Required work
**1)** Using the interview about the "Black Voices in Healthcare" podcast, explain in one to three sentences why Ashley McMullen says George Floyd's death felt different from earlier killings.
**2)** Pick up the interview about the "Black Voices in Healthcare" podcast after its last sentence and keep it going.

┌─ Extract to read

AFTER SEEING the video of George Floyd’s murder, Ashley McMullen, MD, a primary care physician with the San Francisco VA and a UCSF assistant professor, expected she’d do what she always does after racially-motivated killings: tuck the feelings away, go back to work and find time later to sit with her grief.
“In the past, the general outlet is to go to the people in my Black community and commiserate together,” Dr. McMullen says. “We just keep going, knowing that the world doesn’t see us or our pain.”
But this time was different. “We couldn’t do it anymore,” she says. “I couldn’t squash this one down.”
A lot of people couldn’t squash it down either. In January, Dr. McMullen had taken part in a live storytelling event organized by The Nocturnists, the collaborative founded in 2016 by San Francisco hospitalist Emily Silverman, MD, that brings health care professionals together to tell stories about themselves in medicine.
“This was a moment where society as a whole was finally seeing this, and many for the first time.”
~ Ashley McMullen, MD
San Francisco VA
While The Nocturnists has been producing podcasts about the pandemic, George Floyd’s death and the national protests it sparked led Dr. Silverman to, as she put it, “turn over the mike” to Dr. McMullen as host and producer and to hospitalist Kimberly Manning, MD, (Grady Hospital, Atlanta) as executive producer. They launched the “Black Voices in Healthcare” podcast series, collecting audio stories from more than 200 Black medical professionals.
At press time, scores of those stories had been brought together into seven weekly episodes, with 10 planned altogether. Each episode is organized around a theme; the first, “Again,” is on reacting to the stream of killings at the hands of police or vigilantes. Dr. McMullen spoke to Today’s Hospitalist.
Why did this death seem so different to you?
There are layers to that answer. It just became too much to continue to internalize the micro- and macro-aggressions that come from seeing these killings.
We’ve had this blatant injustice for centuries. But this occurred in the middle of a pandemic that disproportionately affects communities of color, when all the injustices of the health care system are on full display. It was just too much, too much cumulative trauma. Usually, when these killings happen, the world doesn’t seem to notice our pain. But this was a moment where society as a whole was finally seeing this, and many for the first time. That catalyzed an opportunity to do something different because people seemed ready to listen and perhaps learn and see things differently.
In the podcasts, it’s clear that African-Americans often have to “translate” their experiences for colleagues at work. One pediatrician tells of dealing with the fallout from white nurses in the hospital cutting the hair of a patient who’s a black baby boy, not realizing that many African-American mothers don’t cut boys’ hair until they’re a year old.
Many of us have similar stories, illustrating the kind of code-switching we often do or how we have to explain things that other Black people just get. I think that’s true of many cultures that aren’t represented in institutions, and health care is certainly an institution, much like politics and education and criminal justice.

└─
┌─ Provided data

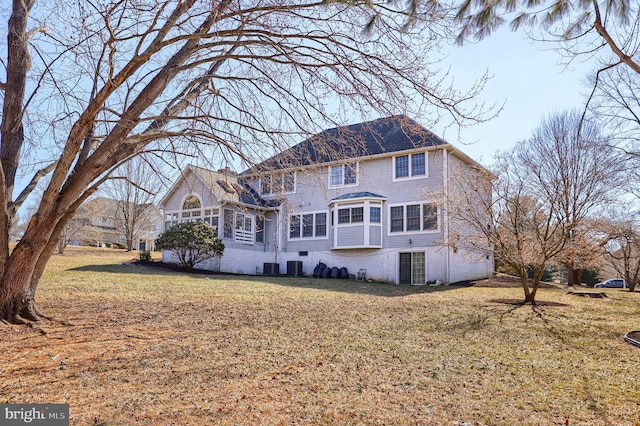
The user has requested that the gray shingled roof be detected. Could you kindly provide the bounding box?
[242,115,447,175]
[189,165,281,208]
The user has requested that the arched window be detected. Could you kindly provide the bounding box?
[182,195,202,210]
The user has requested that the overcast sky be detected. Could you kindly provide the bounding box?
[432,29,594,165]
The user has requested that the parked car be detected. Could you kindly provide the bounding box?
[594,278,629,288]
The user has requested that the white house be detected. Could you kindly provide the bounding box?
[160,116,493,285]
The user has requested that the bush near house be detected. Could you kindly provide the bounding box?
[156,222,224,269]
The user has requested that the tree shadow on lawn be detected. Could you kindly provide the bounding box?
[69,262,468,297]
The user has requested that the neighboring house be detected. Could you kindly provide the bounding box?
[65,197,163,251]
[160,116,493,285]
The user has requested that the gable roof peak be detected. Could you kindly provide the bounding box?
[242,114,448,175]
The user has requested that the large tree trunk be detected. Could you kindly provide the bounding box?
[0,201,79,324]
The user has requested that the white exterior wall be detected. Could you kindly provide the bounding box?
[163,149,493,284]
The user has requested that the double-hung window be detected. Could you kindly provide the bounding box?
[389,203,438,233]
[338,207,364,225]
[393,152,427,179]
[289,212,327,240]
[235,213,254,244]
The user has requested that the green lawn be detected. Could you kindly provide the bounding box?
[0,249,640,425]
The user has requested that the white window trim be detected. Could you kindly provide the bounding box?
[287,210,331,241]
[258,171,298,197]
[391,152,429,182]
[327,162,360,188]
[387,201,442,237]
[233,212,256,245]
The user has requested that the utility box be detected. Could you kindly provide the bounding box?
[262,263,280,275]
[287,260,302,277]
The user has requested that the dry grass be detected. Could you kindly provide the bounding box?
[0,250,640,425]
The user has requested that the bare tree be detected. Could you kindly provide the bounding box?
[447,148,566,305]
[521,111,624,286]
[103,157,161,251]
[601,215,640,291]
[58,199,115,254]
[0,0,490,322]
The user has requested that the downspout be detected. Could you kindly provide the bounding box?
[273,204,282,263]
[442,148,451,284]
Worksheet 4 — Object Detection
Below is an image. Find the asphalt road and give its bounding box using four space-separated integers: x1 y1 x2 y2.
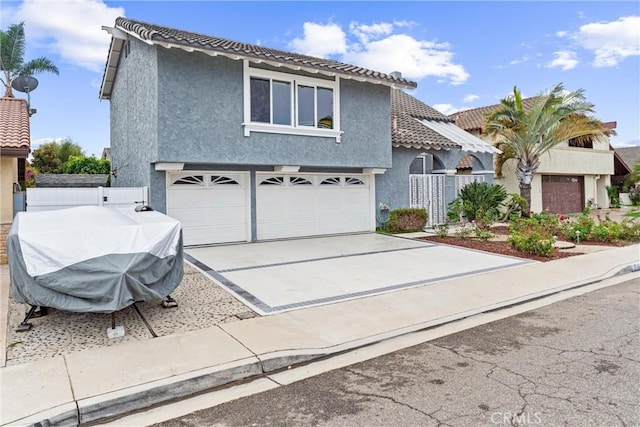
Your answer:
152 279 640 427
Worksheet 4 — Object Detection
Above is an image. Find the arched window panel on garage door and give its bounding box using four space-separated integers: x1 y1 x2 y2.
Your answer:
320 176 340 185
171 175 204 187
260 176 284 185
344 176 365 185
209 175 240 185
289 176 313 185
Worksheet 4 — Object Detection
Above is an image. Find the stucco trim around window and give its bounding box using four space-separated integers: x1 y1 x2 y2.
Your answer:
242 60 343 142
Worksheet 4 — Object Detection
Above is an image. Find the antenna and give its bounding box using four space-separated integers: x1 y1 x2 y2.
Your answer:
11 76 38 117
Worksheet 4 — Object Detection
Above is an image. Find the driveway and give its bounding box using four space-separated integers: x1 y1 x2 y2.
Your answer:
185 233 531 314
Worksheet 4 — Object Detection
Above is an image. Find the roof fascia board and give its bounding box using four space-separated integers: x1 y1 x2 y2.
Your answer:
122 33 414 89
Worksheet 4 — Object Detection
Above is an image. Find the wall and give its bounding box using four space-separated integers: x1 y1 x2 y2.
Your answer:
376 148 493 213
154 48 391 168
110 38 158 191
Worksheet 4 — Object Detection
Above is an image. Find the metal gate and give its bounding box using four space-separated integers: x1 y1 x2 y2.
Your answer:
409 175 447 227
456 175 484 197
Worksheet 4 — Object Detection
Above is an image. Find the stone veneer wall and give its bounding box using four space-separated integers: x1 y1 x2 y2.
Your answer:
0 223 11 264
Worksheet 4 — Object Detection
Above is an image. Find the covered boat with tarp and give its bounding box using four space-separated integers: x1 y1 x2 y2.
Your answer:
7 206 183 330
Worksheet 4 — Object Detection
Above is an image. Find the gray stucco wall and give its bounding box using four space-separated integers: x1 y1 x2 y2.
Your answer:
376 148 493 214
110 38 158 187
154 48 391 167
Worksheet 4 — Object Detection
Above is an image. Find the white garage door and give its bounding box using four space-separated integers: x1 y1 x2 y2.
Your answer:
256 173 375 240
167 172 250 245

└─
┌─ Provided data

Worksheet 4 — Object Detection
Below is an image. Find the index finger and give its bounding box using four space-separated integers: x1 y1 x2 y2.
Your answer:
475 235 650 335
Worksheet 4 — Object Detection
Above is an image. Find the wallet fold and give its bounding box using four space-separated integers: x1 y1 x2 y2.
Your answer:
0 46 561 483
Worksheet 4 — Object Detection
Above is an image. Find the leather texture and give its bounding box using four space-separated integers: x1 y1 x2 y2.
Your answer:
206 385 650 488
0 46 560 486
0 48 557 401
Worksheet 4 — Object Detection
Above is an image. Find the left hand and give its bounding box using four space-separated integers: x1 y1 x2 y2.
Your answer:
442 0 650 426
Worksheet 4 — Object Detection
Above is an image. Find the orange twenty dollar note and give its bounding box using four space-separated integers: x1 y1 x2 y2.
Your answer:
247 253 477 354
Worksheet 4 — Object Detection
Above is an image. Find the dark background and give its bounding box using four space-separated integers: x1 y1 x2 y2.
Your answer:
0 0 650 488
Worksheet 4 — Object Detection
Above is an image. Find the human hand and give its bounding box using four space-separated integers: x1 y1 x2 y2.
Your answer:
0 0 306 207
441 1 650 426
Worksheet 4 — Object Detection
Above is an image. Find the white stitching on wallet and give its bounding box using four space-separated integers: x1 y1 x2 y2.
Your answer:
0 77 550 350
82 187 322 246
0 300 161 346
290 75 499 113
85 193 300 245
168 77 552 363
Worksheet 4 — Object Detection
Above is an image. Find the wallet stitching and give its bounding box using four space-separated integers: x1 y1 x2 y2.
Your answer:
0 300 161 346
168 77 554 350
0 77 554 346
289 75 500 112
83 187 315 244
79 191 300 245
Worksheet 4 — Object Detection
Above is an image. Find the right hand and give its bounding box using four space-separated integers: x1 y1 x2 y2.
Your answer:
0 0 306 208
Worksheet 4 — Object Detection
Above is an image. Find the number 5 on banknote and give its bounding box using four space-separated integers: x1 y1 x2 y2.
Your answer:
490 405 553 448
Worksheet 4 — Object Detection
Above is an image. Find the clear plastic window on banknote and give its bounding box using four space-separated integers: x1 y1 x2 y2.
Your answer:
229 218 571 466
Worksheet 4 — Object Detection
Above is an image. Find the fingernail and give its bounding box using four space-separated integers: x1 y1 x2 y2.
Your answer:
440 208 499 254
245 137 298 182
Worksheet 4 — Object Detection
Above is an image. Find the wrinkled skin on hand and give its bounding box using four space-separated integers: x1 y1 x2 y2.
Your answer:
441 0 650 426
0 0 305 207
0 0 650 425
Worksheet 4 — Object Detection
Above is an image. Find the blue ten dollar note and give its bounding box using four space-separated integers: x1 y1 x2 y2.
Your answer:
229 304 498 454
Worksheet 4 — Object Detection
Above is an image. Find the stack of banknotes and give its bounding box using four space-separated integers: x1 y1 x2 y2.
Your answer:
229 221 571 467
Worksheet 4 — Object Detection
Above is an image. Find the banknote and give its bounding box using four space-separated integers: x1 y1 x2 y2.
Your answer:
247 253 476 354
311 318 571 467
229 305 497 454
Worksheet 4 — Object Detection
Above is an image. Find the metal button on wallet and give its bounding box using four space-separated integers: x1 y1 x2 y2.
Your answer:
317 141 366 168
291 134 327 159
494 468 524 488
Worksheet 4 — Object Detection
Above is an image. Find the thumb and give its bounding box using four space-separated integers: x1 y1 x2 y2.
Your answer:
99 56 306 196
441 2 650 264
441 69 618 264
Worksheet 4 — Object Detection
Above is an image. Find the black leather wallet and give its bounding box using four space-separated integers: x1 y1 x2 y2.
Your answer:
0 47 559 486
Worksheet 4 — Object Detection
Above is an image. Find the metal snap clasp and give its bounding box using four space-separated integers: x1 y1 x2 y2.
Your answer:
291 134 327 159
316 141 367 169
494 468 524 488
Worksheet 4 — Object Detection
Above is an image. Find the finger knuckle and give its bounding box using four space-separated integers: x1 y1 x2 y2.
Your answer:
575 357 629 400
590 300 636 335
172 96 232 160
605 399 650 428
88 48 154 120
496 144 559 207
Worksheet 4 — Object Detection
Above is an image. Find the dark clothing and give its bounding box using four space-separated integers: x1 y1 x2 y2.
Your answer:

└─

Answers per task
**1)** It happened during a pandemic that hit communities of color hardest and exposed the injustices of the health care system, so the cumulative trauma became too much to keep internalizing. Also, unlike before, society as a whole was finally seeing this pain, many for the first time, and people seemed ready to listen.

**2)**
In institutions, the default is overwhelmingly a white majority mindset. So we often find that we have to strip parts of ourselves away or dilute parts of ourselves to make people comfortable with us. That feels burdensome at times, and we don’t often have the chance to bring our full selves into our work environments. It highlights the importance of having some proximity to other people’s experiences.
Several episodes are told through the lens of black experience. But in other episodes, storytellers recount universal experiences such as the process of becoming an avid cyclist or salsa dancer.
For me, this has been an opportunity to learn—alongside everyone else—that Black voices, particularly Black voices in health care, aren’t a single monolithic group. We come from different backgrounds and have different stories, whether we’re the descendants of slaves or first-generation immigrants. It’s clear that our experience depends on how long we’ve been in the U.S., what we’ve been witness to and where in the U.S. we grew up.
At the same time, these are themes that we all connect with and find value in. And it’s not that we need to cut down or vilify folks who have different identities. It’s just that we all need to take this moment to listen with empathy and not be scared to get into difficult conversations.
Clearly, you support the concept of narrative medicine.
I do love that integration. Traditionally, we see our creative side as being separate from our practice of medicine.
I actually don’t believe that’s true. Narrative informs the way I practice, how I write notes, how I present a patient’s history to a colleague. I believe we need to build back more narrative context that’s getting left out of medicine. That’s particularly true as we move toward a more efficiency-driven health care system that can leave vulnerable patients behind.
What do you hope listeners take away from this series?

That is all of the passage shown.